- Required work -
Print what the records say exactly, and omit the pictures.

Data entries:
+++++
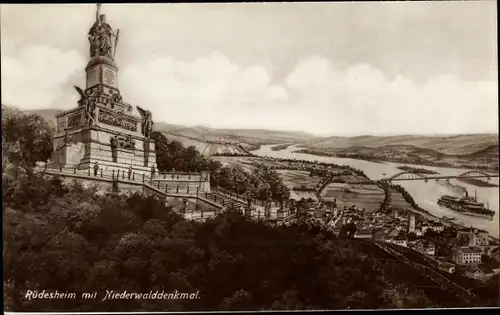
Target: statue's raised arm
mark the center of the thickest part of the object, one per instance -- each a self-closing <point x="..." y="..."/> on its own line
<point x="147" y="122"/>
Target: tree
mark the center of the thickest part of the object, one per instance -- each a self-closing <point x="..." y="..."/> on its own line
<point x="27" y="139"/>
+++++
- Written response -
Target: statue's raised arm
mark the center of the thickest part of the object, one per instance -- each a self-closing <point x="..." y="..."/> on its own line
<point x="147" y="122"/>
Target: tree
mark the center of the thickest part of the object, one per instance -- each a self-closing <point x="..." y="..."/> on its own line
<point x="27" y="139"/>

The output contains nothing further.